START Reading text

Cape Wind’s lease of 46 square miles of Nantucket Sound was reaffirmed this week, even though the project had appeared dead in the water for several years. The decision, filed last Wednesday by the U.S. Department of the Interior’s Bureau of Ocean Energy Management, states that Cape Wind, which proposes to build 130 wind turbines in Horseshoe Shoal, has met the requirements to show that it has taken “all practicable means to avoid or minimize environmental harm.”

The project has been the subject of many legal battles and utilities had canceled their contracts to purchase electricity generated from the turbines.

The approval came despite dozens of letters from political leaders, municipalities, and the Alliance to Protect Nantucket Sound.

“While we certainly support renewable energy, Cape Wind is the wrong project in the wrong location,” stated a letter signed by the entire Cape and Islands legislative delegation. “It has long been mired in controversy because of its conflicted location in the center of Nantucket Sound, as well as the high costs associated with this now outdated project.”

The town of Edgartown, fisheries groups, and the Wampanoag Tribe of Gay Head (Aquinnah) were among the stakeholders who opposed the lease extension, Audra Parker, president and CEO of the Alliance to Protect Nantucket Sound, told The Times.

The alliance had called on the Interior Department to cancel the lease, but the Bureau of Ocean Energy Management found the request to be outside the scope of its review. “We believe they inappropriately constrained their review,” Ms. Parker said.

END Reading text

--- What you have to do ---
Can you write out the Cape Wind article again, everything from "The project has" down to "Protect Nantucket Sound.", swapping "political leaders" for "elected officials"?

START Material

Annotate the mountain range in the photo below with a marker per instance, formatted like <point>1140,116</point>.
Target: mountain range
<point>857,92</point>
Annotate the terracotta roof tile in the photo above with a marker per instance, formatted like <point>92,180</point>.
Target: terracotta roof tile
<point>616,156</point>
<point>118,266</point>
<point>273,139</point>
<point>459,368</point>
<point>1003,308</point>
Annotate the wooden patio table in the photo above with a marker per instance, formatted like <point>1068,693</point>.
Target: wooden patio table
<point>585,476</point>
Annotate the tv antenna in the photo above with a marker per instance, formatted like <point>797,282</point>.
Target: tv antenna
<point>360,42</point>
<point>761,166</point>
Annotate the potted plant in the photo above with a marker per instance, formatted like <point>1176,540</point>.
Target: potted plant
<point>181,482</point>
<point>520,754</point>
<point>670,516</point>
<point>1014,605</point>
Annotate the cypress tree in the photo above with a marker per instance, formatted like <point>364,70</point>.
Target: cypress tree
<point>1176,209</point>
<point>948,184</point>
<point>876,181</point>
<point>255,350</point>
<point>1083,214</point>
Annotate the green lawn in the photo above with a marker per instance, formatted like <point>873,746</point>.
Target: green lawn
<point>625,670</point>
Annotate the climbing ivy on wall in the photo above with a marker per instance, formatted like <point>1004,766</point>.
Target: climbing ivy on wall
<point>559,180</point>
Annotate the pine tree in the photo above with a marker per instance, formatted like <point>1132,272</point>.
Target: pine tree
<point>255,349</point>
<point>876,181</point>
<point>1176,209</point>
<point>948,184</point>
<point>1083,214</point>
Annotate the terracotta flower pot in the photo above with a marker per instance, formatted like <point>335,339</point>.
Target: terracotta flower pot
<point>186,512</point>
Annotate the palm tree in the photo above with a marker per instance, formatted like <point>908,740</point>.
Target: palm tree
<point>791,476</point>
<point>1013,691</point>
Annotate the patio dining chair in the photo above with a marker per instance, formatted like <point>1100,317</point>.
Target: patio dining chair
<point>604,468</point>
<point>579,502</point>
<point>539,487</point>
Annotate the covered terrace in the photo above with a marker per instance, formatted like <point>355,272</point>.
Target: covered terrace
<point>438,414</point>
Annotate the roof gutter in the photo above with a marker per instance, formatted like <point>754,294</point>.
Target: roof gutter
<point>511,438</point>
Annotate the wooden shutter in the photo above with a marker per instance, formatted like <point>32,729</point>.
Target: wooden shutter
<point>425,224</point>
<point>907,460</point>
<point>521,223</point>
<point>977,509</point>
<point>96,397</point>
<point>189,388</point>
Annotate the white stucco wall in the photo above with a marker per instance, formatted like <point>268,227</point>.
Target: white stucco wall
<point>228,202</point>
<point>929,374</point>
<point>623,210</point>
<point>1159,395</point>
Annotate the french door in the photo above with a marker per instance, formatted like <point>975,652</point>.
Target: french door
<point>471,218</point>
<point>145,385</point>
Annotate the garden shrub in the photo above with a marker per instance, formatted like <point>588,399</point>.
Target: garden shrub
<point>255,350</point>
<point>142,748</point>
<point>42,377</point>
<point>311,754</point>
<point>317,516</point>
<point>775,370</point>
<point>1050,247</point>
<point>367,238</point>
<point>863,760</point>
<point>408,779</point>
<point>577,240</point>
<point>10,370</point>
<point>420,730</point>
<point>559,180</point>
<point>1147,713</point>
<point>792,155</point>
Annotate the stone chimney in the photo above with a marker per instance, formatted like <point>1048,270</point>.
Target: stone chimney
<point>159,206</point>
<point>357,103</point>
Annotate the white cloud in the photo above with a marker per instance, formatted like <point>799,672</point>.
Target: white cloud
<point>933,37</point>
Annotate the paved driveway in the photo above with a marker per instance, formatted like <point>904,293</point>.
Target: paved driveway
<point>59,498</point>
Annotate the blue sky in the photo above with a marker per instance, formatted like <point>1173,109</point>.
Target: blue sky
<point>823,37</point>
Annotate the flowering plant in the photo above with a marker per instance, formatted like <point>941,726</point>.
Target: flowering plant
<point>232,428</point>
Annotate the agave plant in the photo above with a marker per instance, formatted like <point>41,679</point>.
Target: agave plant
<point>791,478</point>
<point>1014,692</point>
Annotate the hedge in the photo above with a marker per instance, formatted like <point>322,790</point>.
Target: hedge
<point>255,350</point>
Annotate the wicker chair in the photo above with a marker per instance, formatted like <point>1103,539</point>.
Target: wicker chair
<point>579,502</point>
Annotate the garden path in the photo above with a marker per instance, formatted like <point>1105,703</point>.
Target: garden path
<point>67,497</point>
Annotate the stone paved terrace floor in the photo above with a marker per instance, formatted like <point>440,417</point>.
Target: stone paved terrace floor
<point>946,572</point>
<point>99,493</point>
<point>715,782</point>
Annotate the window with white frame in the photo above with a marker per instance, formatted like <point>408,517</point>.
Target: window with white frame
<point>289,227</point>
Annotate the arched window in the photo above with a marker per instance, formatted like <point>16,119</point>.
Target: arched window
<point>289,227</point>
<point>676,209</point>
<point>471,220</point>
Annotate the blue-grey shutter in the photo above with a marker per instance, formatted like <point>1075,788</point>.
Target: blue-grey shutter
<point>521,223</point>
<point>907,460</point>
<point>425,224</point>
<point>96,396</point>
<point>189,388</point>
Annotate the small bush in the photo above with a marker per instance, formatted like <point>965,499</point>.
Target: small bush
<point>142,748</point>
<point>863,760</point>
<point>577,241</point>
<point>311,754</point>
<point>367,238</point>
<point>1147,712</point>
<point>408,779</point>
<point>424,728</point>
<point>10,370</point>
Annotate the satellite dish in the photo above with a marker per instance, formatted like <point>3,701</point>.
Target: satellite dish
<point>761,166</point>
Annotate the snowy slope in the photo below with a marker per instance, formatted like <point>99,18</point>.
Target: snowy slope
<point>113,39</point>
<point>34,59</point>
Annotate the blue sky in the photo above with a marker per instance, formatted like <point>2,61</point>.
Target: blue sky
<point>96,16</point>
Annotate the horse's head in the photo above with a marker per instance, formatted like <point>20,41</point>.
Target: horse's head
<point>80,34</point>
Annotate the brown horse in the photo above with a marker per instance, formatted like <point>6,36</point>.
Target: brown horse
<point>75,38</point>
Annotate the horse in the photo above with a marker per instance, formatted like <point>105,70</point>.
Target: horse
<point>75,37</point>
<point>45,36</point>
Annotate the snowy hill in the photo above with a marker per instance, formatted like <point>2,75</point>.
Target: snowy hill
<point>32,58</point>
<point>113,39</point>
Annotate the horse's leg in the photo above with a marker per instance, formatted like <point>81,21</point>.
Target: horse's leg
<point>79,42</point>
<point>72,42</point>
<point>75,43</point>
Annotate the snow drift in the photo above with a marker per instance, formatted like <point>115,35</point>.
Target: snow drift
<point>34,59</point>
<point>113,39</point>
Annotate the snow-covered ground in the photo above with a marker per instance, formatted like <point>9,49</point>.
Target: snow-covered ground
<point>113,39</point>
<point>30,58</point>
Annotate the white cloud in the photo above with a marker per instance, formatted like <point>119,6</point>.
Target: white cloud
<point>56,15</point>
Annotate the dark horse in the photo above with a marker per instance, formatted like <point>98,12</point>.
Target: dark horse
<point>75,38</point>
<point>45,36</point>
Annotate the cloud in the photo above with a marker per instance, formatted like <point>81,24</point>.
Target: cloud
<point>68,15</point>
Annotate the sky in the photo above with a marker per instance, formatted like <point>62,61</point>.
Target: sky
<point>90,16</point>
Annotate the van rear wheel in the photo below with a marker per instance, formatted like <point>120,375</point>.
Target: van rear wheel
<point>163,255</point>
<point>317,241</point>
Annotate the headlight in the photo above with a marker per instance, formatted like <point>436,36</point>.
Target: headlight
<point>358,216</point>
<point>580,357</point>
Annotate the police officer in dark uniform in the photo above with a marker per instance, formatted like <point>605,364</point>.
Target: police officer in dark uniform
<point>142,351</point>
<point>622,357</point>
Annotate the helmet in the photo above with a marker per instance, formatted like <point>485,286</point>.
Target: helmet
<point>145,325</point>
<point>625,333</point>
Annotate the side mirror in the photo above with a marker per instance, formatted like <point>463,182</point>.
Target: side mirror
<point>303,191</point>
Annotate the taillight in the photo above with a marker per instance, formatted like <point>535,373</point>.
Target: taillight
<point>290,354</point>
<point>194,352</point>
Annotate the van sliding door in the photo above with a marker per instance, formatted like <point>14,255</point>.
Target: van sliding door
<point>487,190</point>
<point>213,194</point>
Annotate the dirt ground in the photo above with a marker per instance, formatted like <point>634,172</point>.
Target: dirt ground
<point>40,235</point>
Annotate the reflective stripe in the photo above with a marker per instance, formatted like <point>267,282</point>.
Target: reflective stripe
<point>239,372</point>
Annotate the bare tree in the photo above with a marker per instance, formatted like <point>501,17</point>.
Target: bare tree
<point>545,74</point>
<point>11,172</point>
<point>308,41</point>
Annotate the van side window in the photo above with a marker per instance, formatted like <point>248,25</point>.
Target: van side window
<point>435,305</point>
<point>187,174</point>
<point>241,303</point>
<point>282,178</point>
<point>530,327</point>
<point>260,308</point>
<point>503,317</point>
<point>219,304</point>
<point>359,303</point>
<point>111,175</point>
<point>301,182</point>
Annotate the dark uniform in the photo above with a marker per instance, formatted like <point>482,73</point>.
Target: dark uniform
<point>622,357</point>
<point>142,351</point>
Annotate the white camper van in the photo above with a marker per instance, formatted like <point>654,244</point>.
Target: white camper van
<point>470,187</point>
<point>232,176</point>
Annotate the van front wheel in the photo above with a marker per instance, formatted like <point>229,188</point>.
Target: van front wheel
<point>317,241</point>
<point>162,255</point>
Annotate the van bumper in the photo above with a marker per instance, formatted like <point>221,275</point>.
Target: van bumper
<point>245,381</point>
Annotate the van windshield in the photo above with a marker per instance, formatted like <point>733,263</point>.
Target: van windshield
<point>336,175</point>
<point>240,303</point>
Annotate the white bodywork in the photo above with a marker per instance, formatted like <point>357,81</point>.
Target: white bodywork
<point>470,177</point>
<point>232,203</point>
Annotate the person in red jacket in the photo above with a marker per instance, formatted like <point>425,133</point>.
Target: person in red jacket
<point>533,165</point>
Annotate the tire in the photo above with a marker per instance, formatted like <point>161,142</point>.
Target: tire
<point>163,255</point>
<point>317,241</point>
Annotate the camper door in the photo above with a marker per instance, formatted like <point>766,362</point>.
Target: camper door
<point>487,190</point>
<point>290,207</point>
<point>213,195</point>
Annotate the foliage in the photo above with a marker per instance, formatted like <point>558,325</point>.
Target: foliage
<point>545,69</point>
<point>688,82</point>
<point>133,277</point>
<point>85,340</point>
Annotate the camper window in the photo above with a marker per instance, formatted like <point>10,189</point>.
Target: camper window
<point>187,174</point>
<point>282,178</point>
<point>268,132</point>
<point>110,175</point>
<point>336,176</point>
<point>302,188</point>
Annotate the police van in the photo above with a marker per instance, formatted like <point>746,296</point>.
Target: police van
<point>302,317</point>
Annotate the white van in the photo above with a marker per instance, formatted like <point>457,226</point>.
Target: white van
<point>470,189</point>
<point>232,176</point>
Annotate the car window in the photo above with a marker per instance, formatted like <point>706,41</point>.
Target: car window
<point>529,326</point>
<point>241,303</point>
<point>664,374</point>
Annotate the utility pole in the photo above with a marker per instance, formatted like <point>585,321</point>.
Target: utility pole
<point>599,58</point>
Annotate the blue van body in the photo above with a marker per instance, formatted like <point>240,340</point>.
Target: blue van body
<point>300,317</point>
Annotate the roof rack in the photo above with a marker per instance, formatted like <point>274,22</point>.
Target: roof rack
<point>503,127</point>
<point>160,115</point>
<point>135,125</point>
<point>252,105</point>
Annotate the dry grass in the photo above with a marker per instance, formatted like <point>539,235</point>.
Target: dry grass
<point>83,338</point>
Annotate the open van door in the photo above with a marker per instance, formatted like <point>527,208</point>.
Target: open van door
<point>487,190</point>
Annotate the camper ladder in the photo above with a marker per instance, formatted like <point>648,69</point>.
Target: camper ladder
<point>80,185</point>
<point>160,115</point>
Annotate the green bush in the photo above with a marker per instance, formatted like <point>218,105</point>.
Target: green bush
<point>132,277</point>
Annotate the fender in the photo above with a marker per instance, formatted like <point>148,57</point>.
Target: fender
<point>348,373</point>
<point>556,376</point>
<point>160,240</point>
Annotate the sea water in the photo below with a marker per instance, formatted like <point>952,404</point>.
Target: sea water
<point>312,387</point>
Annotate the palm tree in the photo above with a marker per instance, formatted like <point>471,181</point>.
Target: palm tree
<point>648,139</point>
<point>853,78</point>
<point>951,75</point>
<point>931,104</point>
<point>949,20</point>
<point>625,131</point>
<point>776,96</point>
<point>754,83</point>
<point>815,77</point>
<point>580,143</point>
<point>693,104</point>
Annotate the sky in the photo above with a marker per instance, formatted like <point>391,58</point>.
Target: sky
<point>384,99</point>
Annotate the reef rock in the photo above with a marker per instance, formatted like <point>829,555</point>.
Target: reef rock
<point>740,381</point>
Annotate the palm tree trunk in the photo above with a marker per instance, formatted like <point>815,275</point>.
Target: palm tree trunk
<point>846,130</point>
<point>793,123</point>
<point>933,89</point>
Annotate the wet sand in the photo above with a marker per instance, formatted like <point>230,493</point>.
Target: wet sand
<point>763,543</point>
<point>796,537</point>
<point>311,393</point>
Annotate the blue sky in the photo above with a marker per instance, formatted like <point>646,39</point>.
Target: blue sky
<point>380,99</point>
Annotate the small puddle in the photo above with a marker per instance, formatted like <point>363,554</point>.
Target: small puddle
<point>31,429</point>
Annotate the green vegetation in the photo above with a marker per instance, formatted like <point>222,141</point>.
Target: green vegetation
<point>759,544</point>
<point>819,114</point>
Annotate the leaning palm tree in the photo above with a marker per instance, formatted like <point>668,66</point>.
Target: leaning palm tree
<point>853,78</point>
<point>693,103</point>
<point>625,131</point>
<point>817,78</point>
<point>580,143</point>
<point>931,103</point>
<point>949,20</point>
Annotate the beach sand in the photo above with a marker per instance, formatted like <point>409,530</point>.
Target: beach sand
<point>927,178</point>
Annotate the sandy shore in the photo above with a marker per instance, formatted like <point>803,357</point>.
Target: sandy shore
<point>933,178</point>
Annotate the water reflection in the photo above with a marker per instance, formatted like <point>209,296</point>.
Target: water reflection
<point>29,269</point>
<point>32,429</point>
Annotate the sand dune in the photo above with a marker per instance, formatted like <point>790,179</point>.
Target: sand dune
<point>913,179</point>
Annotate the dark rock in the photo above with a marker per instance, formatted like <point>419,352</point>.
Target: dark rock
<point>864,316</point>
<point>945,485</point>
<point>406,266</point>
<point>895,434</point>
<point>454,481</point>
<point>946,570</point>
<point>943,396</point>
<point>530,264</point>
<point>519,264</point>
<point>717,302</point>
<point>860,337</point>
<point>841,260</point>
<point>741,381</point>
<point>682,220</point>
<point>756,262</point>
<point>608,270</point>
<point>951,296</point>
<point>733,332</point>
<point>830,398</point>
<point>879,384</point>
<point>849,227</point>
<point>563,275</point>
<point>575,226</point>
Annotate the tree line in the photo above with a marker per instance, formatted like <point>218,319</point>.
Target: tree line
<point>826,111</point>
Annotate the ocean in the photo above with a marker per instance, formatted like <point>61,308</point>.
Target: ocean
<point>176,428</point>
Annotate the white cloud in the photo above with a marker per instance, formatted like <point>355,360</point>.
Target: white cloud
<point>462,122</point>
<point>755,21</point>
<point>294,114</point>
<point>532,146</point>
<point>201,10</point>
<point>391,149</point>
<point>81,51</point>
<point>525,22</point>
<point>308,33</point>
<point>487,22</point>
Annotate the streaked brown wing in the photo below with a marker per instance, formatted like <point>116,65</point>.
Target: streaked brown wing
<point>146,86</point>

END Material

--- Solution ---
The project has been the subject of many legal battles and utilities had canceled their contracts to purchase electricity generated from the turbines.

The approval came despite dozens of letters from elected officials, municipalities, and the Alliance to Protect Nantucket Sound.